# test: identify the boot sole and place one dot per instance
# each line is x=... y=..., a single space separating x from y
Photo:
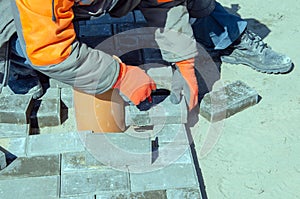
x=283 y=70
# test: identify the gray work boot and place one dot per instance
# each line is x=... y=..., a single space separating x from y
x=24 y=80
x=252 y=51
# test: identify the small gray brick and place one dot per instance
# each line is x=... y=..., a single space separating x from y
x=2 y=160
x=187 y=193
x=79 y=161
x=16 y=146
x=67 y=97
x=156 y=194
x=93 y=182
x=162 y=76
x=24 y=167
x=126 y=149
x=30 y=188
x=13 y=130
x=80 y=197
x=47 y=111
x=57 y=84
x=163 y=113
x=15 y=109
x=227 y=101
x=54 y=143
x=171 y=133
x=170 y=177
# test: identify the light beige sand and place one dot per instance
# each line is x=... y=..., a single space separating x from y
x=257 y=151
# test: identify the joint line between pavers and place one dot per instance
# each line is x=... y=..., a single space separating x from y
x=60 y=176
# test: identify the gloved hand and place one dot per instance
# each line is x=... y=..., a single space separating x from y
x=134 y=83
x=184 y=79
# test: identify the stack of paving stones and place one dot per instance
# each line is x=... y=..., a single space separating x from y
x=62 y=164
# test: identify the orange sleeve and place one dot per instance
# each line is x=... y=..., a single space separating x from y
x=47 y=42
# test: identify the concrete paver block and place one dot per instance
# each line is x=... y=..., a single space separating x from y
x=169 y=177
x=227 y=101
x=30 y=188
x=67 y=98
x=16 y=146
x=162 y=76
x=38 y=166
x=15 y=109
x=163 y=113
x=47 y=110
x=156 y=194
x=79 y=161
x=93 y=182
x=2 y=160
x=119 y=149
x=54 y=143
x=8 y=130
x=187 y=193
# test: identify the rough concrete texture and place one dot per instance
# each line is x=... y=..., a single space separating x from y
x=2 y=160
x=15 y=109
x=54 y=143
x=15 y=145
x=227 y=101
x=68 y=166
x=163 y=113
x=157 y=194
x=37 y=166
x=47 y=110
x=8 y=130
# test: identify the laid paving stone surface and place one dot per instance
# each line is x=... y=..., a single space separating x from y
x=15 y=109
x=157 y=194
x=54 y=143
x=8 y=130
x=227 y=101
x=16 y=146
x=2 y=160
x=38 y=166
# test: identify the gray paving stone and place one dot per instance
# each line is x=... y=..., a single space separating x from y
x=93 y=182
x=67 y=97
x=79 y=161
x=15 y=109
x=54 y=143
x=188 y=193
x=126 y=149
x=47 y=110
x=170 y=177
x=8 y=130
x=57 y=84
x=227 y=101
x=25 y=167
x=162 y=76
x=16 y=146
x=30 y=188
x=2 y=160
x=171 y=133
x=163 y=113
x=80 y=197
x=156 y=194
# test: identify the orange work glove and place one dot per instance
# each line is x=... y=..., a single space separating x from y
x=134 y=84
x=184 y=79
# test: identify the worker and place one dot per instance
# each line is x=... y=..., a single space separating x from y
x=228 y=37
x=47 y=40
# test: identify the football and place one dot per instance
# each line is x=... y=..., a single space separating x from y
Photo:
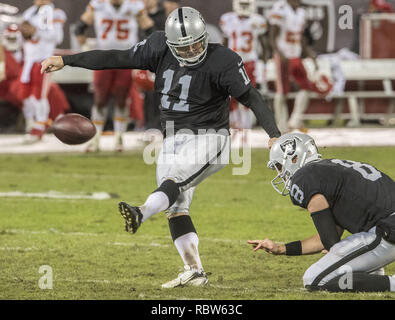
x=73 y=128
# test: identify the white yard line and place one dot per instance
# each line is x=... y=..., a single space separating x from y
x=327 y=137
x=145 y=237
x=56 y=195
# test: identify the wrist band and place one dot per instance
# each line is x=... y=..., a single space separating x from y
x=293 y=248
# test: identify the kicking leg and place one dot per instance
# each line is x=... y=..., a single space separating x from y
x=160 y=200
x=186 y=241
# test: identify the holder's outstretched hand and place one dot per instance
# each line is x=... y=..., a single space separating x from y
x=52 y=64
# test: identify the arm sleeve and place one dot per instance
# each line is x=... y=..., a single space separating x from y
x=326 y=227
x=253 y=100
x=100 y=60
x=142 y=56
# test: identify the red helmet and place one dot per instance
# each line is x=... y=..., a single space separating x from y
x=144 y=79
x=12 y=38
x=382 y=5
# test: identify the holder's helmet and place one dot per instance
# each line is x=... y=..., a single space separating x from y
x=288 y=154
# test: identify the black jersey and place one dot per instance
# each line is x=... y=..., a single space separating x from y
x=358 y=194
x=194 y=98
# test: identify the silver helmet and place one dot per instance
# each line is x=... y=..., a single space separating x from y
x=288 y=154
x=186 y=35
x=244 y=7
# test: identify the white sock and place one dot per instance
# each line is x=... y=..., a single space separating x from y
x=281 y=111
x=98 y=118
x=392 y=283
x=156 y=202
x=187 y=246
x=120 y=119
x=28 y=113
x=41 y=111
x=301 y=104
★ ★ ★ ★ ★
» REQUIREMENT: Every line above that holds the string "orange" should be copied into the answer.

» TASK ANSWER:
# test: identify the orange sleeve and place one dot per instance
# test: identify the orange work glove and place one dot per instance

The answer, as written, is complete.